Work to be completed
Rewrite the listing from its first line through the line containing "pixel 884 626", changing "scrolled bench leg" to "curved bench leg" and keeping everything else identical.

-- Start of Supplied material --

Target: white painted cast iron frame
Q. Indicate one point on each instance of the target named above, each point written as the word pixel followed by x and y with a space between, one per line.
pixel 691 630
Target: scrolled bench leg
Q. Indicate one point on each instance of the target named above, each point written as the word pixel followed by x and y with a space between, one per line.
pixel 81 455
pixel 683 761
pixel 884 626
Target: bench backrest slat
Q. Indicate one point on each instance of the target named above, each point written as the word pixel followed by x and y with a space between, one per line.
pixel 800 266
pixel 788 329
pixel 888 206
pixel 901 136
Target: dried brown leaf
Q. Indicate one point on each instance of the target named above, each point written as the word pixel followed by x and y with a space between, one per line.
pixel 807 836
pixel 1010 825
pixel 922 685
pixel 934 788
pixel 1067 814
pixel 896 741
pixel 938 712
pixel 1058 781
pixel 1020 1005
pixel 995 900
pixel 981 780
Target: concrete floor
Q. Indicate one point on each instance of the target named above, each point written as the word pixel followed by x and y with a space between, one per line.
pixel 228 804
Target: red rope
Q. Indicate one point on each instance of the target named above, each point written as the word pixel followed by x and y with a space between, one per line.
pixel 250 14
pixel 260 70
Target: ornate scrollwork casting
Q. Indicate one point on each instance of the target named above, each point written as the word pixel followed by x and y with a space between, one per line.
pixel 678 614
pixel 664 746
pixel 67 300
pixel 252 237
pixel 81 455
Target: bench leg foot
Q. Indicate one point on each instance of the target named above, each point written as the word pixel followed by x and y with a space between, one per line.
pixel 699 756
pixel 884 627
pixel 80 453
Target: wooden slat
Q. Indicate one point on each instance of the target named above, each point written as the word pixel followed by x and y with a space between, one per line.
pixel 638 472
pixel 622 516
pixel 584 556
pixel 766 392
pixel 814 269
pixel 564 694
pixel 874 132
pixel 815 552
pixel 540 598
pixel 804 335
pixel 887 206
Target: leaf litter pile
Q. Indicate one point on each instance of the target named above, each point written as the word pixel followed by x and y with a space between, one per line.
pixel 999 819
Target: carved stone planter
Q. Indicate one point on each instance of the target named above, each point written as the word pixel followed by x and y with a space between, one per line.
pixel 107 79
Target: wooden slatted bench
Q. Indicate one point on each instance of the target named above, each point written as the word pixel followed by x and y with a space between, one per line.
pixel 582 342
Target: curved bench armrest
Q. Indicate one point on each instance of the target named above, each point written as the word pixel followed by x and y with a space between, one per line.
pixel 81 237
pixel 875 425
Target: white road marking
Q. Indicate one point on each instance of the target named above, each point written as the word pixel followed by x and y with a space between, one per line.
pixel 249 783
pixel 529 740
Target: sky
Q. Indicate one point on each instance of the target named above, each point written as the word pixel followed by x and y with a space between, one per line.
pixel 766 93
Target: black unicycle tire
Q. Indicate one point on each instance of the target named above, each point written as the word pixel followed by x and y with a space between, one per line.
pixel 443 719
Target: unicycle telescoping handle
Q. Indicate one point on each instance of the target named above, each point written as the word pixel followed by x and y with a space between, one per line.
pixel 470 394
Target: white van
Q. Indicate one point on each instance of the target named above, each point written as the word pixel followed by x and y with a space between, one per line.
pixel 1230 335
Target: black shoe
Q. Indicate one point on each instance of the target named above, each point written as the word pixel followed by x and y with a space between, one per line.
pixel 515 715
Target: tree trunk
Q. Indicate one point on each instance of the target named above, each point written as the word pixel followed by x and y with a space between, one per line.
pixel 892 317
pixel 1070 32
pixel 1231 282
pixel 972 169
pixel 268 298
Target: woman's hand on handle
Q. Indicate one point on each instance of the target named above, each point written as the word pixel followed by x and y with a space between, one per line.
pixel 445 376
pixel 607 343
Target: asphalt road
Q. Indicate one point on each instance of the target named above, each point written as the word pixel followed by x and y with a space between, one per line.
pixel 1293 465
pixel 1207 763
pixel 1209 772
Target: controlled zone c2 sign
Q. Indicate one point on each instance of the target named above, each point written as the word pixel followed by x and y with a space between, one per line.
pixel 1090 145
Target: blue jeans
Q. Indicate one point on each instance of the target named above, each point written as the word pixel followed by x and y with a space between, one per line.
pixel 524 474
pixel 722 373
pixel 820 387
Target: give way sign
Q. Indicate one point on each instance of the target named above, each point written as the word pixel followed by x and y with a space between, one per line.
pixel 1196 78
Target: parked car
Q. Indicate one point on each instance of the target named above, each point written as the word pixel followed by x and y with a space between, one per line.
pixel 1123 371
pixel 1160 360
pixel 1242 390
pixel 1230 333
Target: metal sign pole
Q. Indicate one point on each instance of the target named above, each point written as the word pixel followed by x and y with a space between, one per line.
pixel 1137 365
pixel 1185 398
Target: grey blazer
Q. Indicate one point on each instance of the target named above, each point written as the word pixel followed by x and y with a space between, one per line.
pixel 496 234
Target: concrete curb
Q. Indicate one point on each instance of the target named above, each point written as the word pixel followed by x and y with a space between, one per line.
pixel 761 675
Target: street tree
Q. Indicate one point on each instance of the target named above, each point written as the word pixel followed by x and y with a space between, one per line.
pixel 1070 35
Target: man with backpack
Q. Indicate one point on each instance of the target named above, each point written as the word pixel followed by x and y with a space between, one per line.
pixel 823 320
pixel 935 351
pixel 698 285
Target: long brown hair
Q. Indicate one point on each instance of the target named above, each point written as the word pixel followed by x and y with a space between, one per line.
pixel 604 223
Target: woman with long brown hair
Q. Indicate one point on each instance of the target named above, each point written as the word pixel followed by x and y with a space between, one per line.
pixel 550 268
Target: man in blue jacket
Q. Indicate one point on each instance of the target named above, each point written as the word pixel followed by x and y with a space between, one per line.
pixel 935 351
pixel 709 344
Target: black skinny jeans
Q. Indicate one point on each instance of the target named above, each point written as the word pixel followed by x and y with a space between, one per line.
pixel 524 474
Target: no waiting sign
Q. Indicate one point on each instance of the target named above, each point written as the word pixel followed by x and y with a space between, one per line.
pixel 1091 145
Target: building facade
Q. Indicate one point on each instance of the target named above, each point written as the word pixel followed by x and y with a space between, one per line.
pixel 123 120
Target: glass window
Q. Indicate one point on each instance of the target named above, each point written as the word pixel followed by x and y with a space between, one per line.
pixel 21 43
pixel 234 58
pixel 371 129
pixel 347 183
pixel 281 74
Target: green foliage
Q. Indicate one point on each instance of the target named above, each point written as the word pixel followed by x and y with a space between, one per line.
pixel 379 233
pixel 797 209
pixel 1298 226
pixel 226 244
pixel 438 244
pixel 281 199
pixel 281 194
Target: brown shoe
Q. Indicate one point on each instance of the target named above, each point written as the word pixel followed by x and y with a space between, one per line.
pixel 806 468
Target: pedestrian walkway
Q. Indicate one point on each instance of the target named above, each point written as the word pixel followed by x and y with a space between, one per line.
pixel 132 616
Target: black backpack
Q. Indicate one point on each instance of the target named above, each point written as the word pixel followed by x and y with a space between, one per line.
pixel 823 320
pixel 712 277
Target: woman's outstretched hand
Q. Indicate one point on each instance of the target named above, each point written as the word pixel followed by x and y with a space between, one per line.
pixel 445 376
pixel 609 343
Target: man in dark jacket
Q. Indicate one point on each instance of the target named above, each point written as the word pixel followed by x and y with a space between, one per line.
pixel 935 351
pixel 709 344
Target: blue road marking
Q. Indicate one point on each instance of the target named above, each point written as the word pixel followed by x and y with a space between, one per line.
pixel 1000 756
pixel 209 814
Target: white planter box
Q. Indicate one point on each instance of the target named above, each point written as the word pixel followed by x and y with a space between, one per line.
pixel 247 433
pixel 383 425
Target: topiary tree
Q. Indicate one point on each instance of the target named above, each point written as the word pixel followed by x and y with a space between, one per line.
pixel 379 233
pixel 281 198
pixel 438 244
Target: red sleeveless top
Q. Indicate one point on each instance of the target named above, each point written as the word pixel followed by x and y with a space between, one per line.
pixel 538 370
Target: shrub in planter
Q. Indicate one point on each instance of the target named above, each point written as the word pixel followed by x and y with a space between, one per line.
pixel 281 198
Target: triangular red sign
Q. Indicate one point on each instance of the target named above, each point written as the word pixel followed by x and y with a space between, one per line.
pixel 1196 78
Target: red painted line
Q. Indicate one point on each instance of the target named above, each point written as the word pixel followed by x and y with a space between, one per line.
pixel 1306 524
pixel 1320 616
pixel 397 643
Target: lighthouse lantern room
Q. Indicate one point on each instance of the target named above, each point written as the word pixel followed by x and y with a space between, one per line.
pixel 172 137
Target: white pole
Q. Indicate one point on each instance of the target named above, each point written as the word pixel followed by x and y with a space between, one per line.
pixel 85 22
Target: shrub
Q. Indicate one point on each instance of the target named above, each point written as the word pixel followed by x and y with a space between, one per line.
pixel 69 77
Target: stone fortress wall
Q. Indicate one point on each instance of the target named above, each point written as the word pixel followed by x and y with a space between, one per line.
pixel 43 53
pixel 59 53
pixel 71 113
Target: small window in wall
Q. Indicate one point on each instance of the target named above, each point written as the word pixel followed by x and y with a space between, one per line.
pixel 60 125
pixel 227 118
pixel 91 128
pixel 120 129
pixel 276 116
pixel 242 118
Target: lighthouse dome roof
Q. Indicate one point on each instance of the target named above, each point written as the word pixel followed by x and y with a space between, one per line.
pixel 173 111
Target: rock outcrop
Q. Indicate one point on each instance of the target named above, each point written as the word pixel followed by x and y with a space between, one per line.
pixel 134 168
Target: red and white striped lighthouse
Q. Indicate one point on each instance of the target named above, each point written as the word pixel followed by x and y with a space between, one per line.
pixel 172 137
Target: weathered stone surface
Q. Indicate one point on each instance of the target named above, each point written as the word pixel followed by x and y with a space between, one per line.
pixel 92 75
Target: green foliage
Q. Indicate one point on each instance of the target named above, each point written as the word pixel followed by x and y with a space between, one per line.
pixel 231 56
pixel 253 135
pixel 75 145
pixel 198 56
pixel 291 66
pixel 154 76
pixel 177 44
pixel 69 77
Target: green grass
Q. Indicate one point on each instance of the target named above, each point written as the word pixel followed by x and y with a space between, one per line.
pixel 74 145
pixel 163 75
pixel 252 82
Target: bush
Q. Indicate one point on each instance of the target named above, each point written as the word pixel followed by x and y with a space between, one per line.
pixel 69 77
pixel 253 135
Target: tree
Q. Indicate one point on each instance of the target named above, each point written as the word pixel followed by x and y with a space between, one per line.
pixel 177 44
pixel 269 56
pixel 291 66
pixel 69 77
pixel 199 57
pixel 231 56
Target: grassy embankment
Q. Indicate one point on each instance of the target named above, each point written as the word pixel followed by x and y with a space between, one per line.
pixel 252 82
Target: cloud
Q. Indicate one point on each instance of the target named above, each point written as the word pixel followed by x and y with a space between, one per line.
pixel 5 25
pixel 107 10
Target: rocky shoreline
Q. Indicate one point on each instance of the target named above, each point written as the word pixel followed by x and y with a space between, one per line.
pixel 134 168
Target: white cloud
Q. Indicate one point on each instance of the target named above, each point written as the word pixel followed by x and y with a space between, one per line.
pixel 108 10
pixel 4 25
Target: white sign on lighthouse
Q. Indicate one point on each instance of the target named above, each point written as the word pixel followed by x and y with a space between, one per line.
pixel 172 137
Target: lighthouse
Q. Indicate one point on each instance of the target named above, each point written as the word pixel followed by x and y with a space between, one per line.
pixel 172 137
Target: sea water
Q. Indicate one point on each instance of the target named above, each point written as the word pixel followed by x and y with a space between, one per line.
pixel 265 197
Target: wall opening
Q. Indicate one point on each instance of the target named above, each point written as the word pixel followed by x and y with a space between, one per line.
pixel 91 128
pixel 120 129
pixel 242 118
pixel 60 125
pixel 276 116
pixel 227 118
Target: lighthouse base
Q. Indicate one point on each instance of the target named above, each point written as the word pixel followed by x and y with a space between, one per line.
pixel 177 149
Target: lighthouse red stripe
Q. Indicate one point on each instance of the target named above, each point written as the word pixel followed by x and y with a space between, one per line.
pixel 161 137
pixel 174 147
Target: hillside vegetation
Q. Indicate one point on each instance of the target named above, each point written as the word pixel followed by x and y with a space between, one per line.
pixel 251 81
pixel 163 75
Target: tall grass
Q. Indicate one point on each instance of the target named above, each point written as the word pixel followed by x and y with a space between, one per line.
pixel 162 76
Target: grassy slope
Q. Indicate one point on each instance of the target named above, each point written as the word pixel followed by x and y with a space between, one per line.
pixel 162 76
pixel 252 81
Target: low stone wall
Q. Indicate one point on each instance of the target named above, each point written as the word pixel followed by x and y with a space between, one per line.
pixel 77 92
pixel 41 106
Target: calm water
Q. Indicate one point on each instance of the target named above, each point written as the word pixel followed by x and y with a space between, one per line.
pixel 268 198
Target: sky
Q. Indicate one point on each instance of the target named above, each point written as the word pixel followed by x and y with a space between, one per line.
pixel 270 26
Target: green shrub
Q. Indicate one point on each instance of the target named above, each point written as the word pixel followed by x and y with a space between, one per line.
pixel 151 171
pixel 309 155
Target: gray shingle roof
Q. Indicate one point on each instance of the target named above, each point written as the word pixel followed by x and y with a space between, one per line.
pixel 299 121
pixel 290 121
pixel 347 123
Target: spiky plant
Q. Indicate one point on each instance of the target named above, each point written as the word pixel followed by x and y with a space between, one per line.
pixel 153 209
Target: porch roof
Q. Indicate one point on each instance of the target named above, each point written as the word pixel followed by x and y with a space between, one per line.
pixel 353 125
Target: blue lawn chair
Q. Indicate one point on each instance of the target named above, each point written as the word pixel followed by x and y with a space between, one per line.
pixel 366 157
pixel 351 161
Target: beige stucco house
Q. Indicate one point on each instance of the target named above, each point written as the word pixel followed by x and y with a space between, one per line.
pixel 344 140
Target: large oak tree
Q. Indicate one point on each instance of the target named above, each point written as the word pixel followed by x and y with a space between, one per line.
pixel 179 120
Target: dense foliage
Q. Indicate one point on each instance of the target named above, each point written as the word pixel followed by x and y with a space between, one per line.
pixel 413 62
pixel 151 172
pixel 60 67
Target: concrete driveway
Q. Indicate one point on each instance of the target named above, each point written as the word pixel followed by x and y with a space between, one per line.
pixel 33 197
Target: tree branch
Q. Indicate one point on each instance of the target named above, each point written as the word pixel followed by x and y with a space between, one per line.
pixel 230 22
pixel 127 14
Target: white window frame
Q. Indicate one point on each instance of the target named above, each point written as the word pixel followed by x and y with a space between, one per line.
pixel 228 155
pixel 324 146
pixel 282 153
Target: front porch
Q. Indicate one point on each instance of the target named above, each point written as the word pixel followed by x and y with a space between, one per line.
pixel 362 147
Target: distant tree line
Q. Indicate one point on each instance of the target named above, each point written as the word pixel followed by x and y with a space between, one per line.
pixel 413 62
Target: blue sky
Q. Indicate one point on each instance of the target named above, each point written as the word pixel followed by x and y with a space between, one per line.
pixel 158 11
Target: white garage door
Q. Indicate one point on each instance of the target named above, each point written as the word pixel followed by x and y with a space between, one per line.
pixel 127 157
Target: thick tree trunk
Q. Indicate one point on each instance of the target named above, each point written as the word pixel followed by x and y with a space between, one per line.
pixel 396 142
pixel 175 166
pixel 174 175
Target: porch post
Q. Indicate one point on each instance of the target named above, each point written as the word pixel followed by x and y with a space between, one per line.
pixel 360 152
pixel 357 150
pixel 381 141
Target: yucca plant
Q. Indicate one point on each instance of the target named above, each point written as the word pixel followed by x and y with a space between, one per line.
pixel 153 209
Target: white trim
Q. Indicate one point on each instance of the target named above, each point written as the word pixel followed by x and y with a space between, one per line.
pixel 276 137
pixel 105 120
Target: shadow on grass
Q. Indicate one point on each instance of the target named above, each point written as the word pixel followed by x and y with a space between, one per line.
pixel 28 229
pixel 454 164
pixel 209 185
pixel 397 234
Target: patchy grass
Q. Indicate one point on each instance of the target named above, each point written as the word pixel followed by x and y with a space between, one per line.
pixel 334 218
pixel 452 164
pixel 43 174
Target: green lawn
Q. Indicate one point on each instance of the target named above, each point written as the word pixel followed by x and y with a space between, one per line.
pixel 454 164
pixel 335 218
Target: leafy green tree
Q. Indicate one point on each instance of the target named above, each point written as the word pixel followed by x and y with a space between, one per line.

-- End of Supplied material --

Full answer
Target: white painted cast iron frame
Q. Indicate one point on each instance of the target named above, each point written as the word pixel followed by x and y with a space between, one per line.
pixel 691 630
Target: curved bench leg
Q. Indicate one point on each instance of the target named above, each point written as the word pixel followed by x and y with a space between, one per line.
pixel 81 455
pixel 683 761
pixel 884 626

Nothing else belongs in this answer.